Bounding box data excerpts
::::::::::

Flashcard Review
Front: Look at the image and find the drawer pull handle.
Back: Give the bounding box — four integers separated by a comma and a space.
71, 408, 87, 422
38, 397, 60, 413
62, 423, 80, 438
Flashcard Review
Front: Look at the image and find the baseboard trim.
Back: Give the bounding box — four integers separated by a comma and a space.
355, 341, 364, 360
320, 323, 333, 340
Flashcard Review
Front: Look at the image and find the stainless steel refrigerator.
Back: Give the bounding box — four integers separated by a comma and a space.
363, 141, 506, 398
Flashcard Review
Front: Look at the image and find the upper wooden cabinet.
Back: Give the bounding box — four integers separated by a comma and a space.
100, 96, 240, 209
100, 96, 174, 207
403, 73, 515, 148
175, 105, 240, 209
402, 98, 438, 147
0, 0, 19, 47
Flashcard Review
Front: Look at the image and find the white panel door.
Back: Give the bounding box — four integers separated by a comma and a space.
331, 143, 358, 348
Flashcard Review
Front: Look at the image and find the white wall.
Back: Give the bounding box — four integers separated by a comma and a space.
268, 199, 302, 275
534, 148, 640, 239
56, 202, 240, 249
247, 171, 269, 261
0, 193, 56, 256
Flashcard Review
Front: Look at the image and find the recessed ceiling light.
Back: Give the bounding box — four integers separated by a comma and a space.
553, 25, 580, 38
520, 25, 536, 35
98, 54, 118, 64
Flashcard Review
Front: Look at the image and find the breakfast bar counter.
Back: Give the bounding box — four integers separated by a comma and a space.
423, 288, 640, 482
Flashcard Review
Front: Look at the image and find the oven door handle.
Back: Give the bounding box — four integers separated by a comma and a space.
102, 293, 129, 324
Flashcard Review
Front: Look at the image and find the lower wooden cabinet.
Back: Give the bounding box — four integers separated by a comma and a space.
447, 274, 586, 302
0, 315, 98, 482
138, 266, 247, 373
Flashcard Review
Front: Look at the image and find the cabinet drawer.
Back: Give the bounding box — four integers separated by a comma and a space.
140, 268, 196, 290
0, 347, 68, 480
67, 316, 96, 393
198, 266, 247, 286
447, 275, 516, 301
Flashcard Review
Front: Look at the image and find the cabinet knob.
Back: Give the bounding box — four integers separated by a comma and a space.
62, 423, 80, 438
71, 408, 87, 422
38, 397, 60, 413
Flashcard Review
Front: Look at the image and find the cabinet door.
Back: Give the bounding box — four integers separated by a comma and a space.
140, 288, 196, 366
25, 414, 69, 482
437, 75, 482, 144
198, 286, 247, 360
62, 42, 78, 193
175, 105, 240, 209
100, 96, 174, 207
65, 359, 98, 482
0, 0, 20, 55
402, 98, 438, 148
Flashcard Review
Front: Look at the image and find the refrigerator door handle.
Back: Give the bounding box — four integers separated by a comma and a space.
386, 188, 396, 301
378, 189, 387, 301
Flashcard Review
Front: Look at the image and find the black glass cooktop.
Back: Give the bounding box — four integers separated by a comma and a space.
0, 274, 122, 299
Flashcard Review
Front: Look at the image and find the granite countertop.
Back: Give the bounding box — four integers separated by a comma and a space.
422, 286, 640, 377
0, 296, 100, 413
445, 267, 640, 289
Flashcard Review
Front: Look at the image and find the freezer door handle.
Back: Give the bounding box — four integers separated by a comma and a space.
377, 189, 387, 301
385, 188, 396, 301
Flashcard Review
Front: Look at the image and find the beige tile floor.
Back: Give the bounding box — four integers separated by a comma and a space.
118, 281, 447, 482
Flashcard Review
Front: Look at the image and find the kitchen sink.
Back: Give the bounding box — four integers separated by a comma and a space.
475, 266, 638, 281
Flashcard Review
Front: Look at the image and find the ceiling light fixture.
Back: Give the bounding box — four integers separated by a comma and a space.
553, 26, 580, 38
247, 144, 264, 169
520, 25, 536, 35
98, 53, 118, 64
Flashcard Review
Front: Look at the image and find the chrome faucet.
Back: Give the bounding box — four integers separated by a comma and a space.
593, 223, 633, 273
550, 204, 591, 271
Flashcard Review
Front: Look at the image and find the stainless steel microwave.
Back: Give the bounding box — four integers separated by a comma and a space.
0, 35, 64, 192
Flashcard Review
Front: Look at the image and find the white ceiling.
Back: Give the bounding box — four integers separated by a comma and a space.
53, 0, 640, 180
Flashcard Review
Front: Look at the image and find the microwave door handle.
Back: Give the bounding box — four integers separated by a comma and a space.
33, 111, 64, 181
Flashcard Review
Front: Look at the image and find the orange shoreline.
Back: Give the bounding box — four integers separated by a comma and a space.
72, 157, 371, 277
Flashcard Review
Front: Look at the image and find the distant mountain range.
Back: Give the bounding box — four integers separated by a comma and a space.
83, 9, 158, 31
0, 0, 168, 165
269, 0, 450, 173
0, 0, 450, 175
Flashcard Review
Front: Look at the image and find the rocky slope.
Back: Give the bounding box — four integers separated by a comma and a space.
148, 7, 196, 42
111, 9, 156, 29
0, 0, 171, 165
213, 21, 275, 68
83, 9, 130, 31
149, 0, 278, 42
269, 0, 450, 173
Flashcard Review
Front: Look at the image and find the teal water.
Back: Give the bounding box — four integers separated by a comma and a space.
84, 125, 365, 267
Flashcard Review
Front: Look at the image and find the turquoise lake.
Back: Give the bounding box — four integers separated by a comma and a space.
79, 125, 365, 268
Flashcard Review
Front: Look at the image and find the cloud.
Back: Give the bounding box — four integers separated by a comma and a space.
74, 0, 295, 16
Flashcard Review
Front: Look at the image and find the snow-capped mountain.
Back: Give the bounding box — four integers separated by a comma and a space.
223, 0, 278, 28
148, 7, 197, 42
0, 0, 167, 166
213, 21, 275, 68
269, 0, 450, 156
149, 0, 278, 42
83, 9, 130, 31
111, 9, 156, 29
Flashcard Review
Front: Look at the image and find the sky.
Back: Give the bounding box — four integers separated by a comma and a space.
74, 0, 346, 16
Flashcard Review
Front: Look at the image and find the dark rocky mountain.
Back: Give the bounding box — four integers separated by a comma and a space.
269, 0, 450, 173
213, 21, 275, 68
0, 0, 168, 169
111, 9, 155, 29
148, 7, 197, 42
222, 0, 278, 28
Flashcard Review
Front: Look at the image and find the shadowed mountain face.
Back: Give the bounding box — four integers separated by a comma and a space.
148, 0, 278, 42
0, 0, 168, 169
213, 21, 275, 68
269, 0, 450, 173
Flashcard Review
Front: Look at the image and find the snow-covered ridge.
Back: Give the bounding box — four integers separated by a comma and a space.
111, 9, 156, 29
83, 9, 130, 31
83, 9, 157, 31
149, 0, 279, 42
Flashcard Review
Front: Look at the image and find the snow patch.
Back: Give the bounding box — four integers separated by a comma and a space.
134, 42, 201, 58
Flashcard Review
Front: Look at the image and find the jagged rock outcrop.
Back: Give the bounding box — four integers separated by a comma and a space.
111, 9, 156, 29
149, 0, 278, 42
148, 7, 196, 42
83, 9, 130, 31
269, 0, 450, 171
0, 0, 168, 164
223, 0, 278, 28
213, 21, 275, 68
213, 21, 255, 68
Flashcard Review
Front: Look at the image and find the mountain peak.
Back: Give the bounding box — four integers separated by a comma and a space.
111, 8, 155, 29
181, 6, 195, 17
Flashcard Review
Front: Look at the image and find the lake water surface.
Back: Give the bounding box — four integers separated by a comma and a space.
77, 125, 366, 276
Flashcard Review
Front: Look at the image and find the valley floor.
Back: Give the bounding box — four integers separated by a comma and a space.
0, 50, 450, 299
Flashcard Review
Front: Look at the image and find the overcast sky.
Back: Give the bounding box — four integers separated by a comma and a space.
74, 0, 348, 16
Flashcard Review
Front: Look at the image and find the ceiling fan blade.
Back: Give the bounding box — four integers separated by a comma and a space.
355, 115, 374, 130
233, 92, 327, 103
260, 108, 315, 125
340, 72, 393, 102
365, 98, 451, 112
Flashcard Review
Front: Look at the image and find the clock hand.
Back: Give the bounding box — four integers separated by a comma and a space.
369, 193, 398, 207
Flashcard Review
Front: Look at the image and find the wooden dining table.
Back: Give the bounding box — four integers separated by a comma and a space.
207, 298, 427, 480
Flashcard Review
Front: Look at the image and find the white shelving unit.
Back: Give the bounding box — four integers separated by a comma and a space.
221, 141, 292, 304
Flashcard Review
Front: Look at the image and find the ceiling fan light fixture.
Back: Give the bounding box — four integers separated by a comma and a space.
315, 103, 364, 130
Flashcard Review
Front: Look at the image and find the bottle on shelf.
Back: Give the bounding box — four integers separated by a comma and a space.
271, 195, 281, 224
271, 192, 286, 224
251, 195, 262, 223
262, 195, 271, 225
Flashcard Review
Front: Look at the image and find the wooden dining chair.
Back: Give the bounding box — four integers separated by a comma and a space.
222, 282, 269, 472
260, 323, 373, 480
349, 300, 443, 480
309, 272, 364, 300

::::::::::

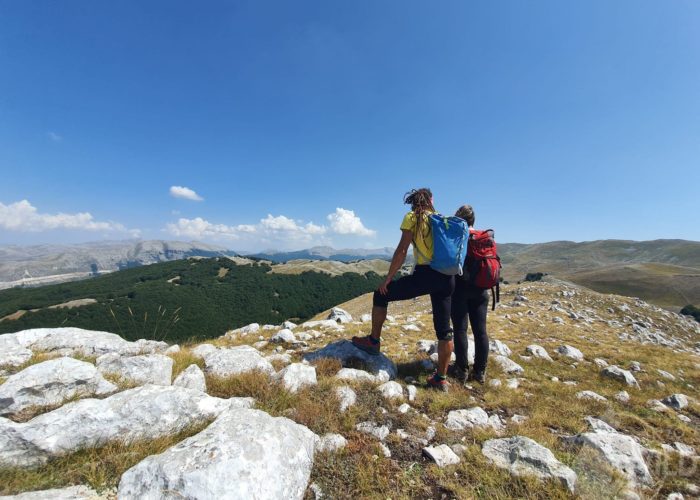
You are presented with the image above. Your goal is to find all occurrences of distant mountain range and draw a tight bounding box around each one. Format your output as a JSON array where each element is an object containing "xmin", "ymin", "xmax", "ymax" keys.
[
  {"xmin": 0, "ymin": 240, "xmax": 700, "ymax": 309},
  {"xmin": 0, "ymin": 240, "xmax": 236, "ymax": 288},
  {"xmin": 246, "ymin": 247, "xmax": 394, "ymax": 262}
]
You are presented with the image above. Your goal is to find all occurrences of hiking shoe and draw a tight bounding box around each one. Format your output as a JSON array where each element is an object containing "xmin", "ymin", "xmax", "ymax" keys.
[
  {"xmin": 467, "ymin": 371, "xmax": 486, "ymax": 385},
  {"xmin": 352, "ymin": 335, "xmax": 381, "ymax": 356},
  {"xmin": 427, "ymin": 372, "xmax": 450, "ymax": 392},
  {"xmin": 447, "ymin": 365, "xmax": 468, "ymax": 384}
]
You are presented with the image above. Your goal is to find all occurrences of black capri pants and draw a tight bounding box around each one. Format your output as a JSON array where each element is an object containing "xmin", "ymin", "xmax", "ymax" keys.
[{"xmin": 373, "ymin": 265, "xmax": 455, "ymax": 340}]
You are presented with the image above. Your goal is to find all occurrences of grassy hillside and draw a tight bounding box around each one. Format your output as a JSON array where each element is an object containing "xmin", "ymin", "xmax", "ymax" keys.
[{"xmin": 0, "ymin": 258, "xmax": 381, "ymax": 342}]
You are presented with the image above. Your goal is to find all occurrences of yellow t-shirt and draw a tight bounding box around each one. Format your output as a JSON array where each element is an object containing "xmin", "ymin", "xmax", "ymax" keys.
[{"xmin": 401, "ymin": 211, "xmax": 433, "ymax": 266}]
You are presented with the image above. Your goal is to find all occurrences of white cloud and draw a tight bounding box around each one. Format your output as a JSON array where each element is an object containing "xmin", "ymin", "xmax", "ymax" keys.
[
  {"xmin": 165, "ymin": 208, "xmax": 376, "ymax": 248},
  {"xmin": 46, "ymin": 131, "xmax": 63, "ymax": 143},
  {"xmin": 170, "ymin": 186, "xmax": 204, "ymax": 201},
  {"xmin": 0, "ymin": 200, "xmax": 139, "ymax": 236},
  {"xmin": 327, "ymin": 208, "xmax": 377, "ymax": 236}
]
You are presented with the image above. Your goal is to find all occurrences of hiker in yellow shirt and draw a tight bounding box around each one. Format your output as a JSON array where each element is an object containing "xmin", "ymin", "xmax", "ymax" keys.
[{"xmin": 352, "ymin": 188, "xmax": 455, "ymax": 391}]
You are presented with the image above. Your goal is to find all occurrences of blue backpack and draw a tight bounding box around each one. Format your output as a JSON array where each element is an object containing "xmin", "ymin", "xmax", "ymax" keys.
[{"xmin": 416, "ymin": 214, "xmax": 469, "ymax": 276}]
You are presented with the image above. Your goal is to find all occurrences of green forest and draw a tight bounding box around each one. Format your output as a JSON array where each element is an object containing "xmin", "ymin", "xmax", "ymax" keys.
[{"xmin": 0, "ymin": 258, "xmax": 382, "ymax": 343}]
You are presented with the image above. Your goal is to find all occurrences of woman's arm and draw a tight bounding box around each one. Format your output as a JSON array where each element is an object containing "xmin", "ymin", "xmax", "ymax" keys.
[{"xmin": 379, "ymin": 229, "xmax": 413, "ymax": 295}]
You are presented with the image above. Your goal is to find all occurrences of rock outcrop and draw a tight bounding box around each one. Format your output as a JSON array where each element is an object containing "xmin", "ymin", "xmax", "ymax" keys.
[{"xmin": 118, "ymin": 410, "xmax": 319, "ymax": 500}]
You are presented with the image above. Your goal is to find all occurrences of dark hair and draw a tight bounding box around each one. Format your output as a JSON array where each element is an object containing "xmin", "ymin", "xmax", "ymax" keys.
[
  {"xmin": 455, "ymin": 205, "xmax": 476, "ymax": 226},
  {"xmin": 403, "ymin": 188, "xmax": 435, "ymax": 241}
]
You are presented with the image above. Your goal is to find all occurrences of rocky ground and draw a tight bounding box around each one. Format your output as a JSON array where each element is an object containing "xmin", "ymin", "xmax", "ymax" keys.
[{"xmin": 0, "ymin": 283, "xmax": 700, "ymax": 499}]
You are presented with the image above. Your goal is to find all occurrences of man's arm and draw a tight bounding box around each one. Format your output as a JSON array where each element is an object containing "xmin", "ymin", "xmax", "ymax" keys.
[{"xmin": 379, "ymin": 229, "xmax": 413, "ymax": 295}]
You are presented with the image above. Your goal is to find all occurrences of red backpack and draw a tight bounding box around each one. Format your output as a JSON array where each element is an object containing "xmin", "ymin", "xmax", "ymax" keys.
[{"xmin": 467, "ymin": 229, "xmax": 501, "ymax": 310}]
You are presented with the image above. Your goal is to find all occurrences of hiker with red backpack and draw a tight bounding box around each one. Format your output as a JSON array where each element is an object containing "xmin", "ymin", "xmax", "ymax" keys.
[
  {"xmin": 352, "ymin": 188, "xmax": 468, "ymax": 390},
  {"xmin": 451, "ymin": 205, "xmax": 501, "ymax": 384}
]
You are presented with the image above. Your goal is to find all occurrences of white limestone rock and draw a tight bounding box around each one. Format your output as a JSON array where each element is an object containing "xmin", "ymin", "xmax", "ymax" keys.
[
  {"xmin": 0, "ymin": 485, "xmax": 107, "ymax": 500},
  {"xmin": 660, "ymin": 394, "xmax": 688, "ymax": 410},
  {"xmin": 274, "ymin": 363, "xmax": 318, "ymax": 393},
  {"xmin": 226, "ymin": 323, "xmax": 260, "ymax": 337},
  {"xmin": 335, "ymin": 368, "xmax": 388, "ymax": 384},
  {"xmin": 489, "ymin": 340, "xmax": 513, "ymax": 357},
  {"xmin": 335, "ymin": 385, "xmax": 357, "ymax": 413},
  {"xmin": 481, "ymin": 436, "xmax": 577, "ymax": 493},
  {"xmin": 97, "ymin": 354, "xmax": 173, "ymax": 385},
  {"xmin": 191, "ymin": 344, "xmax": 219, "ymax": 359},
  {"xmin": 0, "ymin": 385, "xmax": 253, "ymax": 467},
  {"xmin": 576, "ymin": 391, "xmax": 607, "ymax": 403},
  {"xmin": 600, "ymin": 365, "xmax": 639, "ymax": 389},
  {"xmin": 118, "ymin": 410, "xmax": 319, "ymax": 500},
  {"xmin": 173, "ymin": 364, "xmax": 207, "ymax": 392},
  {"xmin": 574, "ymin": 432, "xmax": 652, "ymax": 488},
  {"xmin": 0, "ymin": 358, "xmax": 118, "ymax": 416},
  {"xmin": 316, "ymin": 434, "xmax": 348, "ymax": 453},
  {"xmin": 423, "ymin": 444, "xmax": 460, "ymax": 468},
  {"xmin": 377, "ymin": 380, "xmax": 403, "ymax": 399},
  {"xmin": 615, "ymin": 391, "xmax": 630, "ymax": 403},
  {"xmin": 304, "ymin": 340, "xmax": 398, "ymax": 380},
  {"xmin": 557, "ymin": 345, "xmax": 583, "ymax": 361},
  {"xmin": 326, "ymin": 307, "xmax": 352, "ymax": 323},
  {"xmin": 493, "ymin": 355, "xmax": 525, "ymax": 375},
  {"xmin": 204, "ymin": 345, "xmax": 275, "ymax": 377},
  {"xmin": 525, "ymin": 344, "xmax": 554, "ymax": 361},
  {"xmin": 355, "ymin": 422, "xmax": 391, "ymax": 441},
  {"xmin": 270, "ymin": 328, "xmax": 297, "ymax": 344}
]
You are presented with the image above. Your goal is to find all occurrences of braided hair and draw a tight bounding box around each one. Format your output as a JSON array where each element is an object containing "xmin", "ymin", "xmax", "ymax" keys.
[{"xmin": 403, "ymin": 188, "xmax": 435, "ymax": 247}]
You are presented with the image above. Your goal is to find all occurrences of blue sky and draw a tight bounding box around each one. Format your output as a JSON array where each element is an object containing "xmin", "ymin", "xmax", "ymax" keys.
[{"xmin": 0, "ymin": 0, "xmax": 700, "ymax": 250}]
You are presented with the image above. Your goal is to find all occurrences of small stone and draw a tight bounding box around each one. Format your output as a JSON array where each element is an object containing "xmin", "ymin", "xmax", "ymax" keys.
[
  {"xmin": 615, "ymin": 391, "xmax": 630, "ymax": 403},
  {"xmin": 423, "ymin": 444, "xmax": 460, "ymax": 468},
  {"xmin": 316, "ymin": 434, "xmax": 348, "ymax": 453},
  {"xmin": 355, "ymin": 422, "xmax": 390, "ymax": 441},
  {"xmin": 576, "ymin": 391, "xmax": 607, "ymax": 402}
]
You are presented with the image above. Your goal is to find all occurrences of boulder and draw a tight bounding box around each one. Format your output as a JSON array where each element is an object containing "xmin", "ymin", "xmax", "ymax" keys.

::::::::::

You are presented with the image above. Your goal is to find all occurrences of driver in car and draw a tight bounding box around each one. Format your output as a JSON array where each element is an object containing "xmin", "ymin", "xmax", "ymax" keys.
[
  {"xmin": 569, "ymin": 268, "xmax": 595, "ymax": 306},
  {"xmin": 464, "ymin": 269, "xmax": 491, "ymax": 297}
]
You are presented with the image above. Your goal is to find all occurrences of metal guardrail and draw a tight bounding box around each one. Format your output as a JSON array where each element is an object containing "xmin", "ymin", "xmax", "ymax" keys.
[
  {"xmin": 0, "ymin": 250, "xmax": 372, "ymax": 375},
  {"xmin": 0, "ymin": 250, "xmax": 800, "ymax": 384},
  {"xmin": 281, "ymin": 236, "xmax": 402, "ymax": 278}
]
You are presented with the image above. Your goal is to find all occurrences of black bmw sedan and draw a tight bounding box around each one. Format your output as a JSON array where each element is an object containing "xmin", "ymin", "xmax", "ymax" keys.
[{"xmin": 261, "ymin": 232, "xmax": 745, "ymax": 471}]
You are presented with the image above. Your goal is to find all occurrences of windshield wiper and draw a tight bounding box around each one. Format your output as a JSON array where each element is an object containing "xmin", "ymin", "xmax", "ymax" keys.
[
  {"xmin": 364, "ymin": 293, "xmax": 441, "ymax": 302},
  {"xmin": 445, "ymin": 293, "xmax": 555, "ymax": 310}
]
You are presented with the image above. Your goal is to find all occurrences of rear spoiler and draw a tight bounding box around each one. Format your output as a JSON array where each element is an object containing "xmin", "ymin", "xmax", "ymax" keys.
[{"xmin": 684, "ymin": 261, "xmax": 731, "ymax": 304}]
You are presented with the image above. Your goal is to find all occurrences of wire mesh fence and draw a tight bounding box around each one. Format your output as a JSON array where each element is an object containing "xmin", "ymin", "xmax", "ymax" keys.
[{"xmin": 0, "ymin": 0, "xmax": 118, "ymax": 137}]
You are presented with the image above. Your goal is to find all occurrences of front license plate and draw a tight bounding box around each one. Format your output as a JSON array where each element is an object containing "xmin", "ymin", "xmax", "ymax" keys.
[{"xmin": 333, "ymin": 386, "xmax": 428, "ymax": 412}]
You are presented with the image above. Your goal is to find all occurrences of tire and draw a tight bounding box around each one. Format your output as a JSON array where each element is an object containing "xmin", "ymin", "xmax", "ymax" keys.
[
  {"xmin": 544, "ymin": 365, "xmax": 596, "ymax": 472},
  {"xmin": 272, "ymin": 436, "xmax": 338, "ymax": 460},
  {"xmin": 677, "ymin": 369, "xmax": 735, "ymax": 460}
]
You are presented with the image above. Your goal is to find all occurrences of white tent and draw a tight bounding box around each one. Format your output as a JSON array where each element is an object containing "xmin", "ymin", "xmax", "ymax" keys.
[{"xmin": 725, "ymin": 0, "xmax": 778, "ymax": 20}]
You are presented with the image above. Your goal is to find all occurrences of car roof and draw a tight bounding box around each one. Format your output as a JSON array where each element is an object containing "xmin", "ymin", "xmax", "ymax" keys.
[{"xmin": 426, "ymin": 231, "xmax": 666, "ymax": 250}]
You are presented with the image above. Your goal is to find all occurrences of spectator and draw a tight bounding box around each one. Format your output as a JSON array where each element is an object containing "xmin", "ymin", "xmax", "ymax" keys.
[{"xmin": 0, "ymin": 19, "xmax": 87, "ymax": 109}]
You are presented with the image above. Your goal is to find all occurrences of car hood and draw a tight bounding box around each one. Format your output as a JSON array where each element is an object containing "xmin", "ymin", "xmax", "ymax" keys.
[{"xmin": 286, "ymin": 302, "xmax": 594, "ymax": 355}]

::::::::::

WHAT IS BEING ASKED
Extract every row above that contains the word "cabinet". Case matters.

EXERCISE ANSWER
Front: Look at the image and find the upper wooden cabinet.
Front: Look at the image and find the lower wooden cabinet.
Front: Look at the image and find the cabinet drawer.
Front: Look at the image and find the cabinet knob.
Front: Look at the image and find the cabinet door.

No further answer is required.